What is required: Reproduce verbatim the lines of the material below, starting at the line that contains "Objective - one point per instance of the grassy clearing" and ending at the final line of the material, with both of those lines included.

Excerpts from point annotation data:
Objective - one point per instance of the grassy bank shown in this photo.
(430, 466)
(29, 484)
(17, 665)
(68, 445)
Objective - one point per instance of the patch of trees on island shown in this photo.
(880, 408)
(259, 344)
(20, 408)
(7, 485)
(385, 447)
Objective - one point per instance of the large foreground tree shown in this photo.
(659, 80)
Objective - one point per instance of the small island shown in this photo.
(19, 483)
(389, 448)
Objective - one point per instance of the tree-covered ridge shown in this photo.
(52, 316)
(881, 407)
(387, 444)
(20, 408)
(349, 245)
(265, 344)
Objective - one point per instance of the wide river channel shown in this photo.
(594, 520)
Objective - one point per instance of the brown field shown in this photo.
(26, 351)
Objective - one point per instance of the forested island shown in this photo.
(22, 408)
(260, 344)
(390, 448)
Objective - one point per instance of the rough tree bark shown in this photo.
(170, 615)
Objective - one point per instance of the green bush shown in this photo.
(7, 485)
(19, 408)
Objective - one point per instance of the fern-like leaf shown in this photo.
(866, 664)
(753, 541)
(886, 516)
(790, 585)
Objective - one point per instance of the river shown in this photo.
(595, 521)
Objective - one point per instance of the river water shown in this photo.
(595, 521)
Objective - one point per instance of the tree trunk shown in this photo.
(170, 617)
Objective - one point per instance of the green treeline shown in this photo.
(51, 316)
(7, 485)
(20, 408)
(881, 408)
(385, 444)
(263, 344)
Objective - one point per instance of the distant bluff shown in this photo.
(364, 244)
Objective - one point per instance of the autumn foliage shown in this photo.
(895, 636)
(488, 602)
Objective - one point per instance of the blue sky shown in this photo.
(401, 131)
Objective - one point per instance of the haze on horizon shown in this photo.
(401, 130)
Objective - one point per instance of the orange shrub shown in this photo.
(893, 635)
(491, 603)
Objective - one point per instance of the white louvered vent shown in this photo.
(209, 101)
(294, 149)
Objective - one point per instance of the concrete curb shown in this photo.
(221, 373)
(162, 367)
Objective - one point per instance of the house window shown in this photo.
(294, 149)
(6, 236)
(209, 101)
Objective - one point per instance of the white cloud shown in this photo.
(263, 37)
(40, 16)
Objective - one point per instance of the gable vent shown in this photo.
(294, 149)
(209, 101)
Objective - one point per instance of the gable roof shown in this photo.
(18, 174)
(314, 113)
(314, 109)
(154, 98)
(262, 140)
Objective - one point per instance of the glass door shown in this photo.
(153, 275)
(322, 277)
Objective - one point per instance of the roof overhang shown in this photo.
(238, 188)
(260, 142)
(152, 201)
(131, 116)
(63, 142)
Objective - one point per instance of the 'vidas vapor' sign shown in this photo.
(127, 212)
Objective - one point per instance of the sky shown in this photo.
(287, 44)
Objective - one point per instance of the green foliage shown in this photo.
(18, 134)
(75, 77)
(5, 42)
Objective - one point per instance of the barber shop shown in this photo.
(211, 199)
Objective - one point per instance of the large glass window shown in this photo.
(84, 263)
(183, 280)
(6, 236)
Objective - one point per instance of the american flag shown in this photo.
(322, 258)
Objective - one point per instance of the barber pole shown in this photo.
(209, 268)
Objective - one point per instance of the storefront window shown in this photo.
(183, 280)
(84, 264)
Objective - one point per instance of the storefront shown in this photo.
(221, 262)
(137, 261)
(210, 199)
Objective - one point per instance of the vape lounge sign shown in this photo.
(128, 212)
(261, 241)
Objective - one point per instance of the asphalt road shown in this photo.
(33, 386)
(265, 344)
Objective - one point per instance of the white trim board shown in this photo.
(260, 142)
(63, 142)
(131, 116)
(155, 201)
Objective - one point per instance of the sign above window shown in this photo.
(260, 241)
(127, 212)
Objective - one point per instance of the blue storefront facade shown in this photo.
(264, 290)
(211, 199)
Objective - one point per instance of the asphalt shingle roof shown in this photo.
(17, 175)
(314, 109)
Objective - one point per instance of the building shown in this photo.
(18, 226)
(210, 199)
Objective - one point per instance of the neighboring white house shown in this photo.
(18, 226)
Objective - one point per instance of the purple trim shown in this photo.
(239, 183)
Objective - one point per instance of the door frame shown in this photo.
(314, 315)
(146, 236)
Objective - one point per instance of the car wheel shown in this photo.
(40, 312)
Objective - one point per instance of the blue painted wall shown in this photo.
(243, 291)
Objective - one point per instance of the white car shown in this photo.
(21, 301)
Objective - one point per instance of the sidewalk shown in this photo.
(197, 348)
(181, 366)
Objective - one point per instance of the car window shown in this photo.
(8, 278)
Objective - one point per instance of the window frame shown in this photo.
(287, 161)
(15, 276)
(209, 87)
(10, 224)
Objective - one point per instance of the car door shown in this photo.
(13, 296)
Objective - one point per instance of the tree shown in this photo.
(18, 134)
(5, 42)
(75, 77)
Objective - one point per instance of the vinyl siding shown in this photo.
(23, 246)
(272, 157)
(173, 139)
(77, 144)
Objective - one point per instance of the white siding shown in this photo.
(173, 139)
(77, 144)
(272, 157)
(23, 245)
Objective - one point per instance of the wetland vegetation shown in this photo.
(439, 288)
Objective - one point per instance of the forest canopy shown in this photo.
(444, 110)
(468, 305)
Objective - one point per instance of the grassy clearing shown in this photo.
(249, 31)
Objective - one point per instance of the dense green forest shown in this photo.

Written response:
Objective - one point per instance of the grassy clearing shown in this photo.
(249, 31)
Objective - one point per instance of the dense green forest shown in this photo.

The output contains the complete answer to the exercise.